──────── Record extracts

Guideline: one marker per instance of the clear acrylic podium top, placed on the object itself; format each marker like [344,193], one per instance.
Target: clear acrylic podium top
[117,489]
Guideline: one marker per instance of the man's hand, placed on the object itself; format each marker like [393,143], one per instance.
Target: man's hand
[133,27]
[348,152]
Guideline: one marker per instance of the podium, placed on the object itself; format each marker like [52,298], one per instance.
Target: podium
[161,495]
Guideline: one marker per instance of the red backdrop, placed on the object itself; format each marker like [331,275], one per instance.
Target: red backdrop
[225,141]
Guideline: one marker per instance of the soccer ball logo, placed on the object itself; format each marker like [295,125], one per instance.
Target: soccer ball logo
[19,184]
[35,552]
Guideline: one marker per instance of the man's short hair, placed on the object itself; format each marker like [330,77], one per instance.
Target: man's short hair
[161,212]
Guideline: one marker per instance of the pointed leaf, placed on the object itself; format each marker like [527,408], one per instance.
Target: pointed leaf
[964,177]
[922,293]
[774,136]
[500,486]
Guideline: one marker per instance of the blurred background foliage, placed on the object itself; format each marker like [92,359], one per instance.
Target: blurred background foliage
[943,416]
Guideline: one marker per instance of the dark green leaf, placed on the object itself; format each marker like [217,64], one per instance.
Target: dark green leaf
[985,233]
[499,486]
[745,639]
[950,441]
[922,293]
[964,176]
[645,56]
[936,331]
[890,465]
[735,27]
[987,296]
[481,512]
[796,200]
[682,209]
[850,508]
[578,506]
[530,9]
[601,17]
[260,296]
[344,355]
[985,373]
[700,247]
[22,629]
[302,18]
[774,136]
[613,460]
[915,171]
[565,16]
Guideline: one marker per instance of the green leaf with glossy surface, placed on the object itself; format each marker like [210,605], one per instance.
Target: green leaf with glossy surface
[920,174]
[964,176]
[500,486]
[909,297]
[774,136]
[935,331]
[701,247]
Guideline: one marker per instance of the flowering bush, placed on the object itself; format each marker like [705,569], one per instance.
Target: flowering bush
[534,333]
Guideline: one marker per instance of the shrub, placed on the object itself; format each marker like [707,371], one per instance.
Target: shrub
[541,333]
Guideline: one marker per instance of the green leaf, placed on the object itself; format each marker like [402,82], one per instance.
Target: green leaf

────────────────

## [Request]
Please restate the data word for word, every record included.

## [Answer to the problem]
Guideline: one marker per instance of the clear acrylic podium top, placed on the object itself; format each marker like [344,193], one per instance.
Target: clear acrylic podium top
[117,489]
Guideline: one marker per instance of the man's hand, placed on the object itself; format each marker like [393,143], one per instance.
Target: man's hand
[133,27]
[348,152]
Guideline: one marker per instance of the podium, placed on the object itself; format each marker like [52,298], one per instance.
Target: podium
[161,495]
Guideline: one marker per instance of the red backdrop, placed on the object itself; format each marker like [331,275], one per instance.
Target: red backdrop
[225,141]
Guideline: one marker per instance of the soccer ball logo, placed on the object itself; format each marker like [295,125], one per instance.
Target: soccer ball logo
[19,184]
[35,552]
Guideline: one marker per instance of the man's short hair, placed on the object itself; format each marker like [330,77], one per instance.
Target: man's short hair
[161,212]
Guideline: one marker per instance of the pointed leaf, placed on the object itself; format each marker like [527,408], one per instance.
Target: pointed leaf
[964,177]
[922,293]
[774,136]
[500,486]
Guideline: one marker per instance of the blurred background foliage, placed on the object itself; format each marker like [92,359], one per instance.
Target: blurred background foliage
[943,416]
Guideline: one marker per instance of the dark green leaf, placed on the object itself; format each marker like [217,64], one per instance.
Target: dark green leaf
[985,233]
[499,486]
[745,639]
[950,441]
[922,293]
[964,176]
[645,56]
[936,331]
[890,465]
[735,27]
[987,296]
[481,512]
[796,200]
[682,209]
[850,508]
[578,506]
[530,9]
[601,17]
[260,296]
[344,355]
[985,373]
[700,247]
[22,629]
[302,18]
[774,136]
[613,460]
[915,171]
[565,16]
Guideline: one marker per instance of the green leaf with glossy surface, placed on the object itself; format each marker like [210,605], one per instance.
Target: green leaf with glossy surface
[920,174]
[964,176]
[500,486]
[909,297]
[774,136]
[935,331]
[701,247]
Guideline: one marker per instance of the flowering bush, placed on the object itself; format each marker like [705,569], one per instance.
Target: flowering bush
[534,333]
Guideline: one marker per instance of the shrub, placed on the object itself; format each marker like [707,371], one per instance.
Target: shrub
[541,333]
Guideline: one marker per instance of the green leaf, placed on the object itself; format each marker like [402,82], one per instance.
Target: green leaf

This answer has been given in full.